Every entry in the listing below has to be transcribed exactly.

**Given entries**.
Content starts

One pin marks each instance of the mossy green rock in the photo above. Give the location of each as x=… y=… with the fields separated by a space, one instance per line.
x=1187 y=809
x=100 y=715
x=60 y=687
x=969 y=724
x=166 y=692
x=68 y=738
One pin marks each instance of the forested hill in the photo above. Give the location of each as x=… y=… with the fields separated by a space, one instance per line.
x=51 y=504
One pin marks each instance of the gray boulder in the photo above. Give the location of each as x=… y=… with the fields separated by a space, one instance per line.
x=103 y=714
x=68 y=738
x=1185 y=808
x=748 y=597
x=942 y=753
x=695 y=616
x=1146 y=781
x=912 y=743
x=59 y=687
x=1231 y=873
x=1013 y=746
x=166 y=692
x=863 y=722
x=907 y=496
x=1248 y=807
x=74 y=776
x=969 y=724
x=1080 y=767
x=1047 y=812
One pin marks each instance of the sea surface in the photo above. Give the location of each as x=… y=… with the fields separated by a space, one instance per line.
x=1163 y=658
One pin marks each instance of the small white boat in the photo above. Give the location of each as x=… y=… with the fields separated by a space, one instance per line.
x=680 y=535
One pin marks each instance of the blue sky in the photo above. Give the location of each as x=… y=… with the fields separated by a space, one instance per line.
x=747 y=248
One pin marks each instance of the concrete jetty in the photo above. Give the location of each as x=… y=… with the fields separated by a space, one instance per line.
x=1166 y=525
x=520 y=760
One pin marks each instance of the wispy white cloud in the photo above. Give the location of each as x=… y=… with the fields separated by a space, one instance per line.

Content ends

**Finished exercise**.
One pin marks each instance of the mossy green rock in the photo above. Give the location of each as x=… y=… with the fields separated by a space, one instance per line.
x=1187 y=809
x=100 y=715
x=60 y=687
x=969 y=724
x=166 y=692
x=68 y=738
One pin marks each instance of the forested hill in the photo above. Give the location of each as x=… y=… with the fields separated by a space, one instance per line.
x=51 y=504
One pin marks each instance of the gray boulder in the photo above. Give the location of each as x=… y=… with the fields separated by a space, one instance per line.
x=103 y=714
x=68 y=738
x=1185 y=808
x=748 y=597
x=942 y=753
x=695 y=616
x=1146 y=781
x=912 y=743
x=59 y=687
x=1231 y=873
x=1013 y=746
x=166 y=692
x=863 y=722
x=907 y=496
x=1248 y=807
x=74 y=776
x=969 y=724
x=1080 y=767
x=1047 y=812
One pin marks each instance of the sea surface in the photo above. Give the location of each as x=… y=… with the fields separated by a space, one instance per line.
x=1163 y=658
One pin marks each instance of the small white boat in the photo above. Give the location of each as x=… y=… with the fields separated by a space, one instance per line.
x=680 y=535
One pin marks each instance of the blue sky in the photo above. Give the location of each as x=… y=… with the fields separated by a space, one instance per line.
x=747 y=248
One pin marks each instance of the concrete jetty in the photo above. Give the location of each as x=… y=… with the fields separated by a space, one instance per line.
x=1166 y=525
x=520 y=760
One pin marks each instance of the wispy white cloud in the photo above. Give the location of each as x=… y=… with the fields separated by a space, one instance per line.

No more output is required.